=== INPUT RECORDS ===

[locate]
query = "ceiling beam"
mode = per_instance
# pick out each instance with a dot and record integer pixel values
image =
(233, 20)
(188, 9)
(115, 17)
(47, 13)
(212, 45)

===

Whatever the number of entries above, each one is to be copied exactly.

[locate]
query = "ceiling beam"
mode = per_instance
# pick out each instance with a dot and record integer pixel values
image =
(233, 20)
(188, 9)
(115, 17)
(47, 13)
(212, 45)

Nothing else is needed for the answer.